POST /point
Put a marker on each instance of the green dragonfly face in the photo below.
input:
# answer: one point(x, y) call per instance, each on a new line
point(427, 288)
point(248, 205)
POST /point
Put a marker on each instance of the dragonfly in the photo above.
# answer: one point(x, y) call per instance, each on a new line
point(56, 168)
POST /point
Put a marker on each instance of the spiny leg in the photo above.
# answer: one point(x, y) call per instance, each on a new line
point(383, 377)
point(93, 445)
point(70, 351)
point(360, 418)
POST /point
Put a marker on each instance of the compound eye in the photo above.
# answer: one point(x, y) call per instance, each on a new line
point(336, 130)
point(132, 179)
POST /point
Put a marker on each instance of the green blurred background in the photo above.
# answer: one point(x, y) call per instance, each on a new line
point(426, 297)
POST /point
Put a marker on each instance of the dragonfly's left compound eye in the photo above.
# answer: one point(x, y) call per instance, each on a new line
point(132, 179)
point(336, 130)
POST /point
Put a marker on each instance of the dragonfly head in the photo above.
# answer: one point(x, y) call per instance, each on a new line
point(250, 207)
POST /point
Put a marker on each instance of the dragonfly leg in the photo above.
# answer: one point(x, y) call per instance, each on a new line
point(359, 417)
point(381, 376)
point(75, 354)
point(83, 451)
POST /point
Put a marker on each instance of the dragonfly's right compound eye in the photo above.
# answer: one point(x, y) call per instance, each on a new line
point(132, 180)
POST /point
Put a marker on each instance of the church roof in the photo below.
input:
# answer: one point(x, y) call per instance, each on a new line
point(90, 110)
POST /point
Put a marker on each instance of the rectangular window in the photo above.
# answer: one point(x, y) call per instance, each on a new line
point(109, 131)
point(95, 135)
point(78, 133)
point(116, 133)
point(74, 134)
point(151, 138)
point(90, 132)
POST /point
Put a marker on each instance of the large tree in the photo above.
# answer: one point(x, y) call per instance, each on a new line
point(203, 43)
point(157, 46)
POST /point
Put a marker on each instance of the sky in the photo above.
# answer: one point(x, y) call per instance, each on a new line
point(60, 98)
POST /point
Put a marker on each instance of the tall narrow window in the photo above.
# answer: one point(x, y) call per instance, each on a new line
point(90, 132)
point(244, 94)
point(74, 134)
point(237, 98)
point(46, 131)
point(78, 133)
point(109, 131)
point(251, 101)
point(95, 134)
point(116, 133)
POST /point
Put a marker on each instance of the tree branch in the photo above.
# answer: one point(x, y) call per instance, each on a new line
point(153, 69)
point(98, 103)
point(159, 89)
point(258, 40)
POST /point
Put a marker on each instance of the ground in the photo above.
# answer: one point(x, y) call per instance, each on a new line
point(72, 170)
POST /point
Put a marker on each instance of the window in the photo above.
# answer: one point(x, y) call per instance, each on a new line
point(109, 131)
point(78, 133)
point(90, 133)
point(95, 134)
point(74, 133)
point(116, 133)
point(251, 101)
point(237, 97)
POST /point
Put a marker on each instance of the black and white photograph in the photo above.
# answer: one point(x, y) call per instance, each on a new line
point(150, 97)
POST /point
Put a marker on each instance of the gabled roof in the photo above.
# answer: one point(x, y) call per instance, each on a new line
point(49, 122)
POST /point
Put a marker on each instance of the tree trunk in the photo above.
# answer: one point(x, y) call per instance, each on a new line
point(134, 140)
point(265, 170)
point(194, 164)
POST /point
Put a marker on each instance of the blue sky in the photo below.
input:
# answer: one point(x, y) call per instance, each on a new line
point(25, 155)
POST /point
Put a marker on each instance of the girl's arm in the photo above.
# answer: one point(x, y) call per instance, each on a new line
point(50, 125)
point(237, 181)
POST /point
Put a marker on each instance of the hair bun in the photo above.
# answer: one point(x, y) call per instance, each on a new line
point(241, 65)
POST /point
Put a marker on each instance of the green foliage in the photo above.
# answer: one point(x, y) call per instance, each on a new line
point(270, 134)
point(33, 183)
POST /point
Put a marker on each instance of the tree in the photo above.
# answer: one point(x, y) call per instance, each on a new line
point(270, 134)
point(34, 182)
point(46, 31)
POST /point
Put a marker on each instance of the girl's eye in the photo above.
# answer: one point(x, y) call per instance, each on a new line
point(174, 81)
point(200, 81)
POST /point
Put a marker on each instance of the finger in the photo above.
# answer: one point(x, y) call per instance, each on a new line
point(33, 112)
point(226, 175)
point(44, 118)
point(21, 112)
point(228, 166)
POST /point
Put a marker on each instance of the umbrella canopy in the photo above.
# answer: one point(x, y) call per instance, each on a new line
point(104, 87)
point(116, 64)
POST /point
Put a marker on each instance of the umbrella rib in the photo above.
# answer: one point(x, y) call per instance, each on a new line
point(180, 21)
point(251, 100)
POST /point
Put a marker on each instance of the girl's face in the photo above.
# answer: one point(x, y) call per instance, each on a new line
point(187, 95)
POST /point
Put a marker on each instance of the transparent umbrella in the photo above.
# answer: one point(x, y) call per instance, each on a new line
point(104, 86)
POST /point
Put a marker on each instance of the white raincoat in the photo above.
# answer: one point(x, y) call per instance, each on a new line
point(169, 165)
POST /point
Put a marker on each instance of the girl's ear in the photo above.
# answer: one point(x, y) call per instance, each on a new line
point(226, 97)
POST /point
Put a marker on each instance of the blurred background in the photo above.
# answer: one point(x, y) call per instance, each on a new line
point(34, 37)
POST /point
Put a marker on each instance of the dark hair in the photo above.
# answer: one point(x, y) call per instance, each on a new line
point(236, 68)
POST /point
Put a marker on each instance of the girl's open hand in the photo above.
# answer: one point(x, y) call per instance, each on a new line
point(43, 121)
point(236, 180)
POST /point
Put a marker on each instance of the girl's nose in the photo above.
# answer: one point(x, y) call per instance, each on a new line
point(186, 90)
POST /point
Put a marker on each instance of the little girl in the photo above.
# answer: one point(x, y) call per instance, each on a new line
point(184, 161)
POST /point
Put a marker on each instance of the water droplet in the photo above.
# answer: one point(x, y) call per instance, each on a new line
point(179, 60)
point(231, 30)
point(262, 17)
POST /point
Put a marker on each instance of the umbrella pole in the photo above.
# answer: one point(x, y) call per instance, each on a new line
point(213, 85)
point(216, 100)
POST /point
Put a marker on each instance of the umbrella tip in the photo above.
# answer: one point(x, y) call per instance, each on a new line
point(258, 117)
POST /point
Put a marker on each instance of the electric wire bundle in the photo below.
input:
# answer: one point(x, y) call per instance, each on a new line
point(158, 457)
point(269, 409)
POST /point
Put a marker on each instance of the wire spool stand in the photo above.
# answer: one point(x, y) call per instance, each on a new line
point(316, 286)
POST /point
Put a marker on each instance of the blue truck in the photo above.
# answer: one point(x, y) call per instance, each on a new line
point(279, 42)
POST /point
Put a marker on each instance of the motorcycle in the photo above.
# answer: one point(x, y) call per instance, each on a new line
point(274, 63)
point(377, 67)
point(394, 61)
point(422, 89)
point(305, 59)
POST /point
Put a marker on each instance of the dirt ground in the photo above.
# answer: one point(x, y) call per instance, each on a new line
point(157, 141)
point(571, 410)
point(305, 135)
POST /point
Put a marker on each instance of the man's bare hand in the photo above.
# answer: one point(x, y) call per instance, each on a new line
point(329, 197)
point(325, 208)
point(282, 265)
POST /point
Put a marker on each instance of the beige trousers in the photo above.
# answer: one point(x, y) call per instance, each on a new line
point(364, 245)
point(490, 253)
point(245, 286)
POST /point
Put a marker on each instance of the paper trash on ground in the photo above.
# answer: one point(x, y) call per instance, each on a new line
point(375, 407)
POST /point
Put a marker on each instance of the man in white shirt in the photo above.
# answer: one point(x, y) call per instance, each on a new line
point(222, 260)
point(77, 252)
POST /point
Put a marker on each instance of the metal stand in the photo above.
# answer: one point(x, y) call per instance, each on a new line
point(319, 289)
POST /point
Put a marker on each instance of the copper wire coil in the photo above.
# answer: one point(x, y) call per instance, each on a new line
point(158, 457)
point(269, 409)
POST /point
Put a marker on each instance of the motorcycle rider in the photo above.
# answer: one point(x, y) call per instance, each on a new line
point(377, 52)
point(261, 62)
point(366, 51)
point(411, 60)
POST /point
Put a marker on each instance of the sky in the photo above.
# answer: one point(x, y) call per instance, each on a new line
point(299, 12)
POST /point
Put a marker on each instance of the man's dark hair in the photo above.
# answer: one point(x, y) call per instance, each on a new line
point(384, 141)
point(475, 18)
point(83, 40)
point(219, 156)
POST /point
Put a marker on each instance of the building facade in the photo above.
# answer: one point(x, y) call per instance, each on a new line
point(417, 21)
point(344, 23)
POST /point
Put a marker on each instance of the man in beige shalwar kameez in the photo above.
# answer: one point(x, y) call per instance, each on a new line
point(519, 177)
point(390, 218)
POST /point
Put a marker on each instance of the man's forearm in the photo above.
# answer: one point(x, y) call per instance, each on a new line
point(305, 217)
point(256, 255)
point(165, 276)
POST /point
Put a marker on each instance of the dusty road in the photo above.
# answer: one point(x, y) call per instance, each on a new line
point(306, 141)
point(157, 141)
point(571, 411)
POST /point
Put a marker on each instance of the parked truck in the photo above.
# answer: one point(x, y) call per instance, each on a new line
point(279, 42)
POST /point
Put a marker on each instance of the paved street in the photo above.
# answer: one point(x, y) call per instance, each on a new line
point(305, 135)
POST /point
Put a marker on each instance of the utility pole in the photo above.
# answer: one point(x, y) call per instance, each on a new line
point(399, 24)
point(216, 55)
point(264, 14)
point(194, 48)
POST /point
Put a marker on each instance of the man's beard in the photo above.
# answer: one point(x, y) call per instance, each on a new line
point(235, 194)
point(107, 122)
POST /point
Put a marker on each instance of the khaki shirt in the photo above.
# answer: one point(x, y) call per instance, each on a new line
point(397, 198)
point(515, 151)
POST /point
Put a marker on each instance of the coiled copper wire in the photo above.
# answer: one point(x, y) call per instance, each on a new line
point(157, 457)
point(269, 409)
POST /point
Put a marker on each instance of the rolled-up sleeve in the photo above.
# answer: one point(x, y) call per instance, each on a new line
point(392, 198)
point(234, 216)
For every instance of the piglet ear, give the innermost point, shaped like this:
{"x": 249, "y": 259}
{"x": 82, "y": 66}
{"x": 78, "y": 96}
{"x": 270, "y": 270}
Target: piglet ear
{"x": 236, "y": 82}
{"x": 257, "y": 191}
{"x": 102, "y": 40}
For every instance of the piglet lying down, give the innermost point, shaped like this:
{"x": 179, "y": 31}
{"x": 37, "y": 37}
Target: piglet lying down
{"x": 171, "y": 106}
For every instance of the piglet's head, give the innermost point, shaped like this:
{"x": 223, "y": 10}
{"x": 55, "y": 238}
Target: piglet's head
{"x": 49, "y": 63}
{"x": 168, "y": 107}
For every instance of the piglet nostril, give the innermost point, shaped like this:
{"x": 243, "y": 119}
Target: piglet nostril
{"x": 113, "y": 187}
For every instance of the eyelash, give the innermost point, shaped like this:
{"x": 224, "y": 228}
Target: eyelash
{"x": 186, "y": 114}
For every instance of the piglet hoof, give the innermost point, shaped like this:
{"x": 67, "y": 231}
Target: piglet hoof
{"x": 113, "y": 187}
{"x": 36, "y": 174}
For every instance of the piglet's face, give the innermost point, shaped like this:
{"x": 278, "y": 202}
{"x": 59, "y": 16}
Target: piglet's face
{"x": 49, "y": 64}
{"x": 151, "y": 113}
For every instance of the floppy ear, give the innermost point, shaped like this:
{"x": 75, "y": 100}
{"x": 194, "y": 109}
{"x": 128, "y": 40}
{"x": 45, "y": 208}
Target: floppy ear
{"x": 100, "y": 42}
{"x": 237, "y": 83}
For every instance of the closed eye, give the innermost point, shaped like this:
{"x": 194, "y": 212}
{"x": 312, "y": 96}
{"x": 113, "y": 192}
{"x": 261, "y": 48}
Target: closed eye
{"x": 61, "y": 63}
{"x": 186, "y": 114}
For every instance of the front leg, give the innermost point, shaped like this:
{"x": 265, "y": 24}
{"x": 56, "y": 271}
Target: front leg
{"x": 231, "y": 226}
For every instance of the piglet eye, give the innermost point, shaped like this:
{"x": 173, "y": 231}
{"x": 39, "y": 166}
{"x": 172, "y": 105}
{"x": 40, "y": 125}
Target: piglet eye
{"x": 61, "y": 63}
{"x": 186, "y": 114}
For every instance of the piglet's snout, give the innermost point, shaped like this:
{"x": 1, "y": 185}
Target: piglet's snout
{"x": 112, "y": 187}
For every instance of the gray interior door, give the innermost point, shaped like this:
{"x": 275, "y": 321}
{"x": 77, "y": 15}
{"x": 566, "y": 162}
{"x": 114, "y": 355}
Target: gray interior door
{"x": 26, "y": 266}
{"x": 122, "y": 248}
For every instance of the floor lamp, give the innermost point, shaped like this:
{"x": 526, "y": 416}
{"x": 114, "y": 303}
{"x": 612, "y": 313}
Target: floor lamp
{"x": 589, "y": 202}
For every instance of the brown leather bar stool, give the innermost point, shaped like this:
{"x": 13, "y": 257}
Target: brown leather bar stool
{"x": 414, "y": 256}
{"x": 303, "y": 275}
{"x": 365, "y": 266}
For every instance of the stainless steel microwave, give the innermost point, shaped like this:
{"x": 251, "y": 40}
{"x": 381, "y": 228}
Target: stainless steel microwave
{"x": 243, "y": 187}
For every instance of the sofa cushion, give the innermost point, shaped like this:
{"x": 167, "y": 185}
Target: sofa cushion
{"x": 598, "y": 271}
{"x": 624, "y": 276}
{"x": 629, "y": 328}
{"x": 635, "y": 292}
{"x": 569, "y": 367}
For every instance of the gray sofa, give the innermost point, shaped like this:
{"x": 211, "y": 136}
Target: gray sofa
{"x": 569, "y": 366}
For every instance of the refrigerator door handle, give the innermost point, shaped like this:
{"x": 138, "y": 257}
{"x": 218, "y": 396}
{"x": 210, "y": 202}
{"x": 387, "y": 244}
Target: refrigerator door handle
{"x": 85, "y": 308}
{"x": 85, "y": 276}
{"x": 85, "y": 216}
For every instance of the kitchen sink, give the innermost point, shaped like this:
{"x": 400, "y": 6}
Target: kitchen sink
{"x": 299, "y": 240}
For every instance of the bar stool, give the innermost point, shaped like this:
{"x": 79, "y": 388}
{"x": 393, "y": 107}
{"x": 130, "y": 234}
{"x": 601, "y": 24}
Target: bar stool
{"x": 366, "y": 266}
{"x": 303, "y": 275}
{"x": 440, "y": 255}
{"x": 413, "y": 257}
★ ★ ★ ★
_Assigned task_
Among the entries, find every line holding "girl" and return it.

_Written reply_
Put a marker on each instance of the girl's arm in the photo above.
Put a marker on each instance of the girl's eye in the photo above.
Put a marker on each instance of the girl's face in the photo above.
Put a marker on each instance of the girl's ear in the photo above.
Put a marker on each instance of the girl's open hand in the photo above.
Put a marker on each instance of the girl's nose in the photo above.
Put a marker on each instance of the little girl in the photo above.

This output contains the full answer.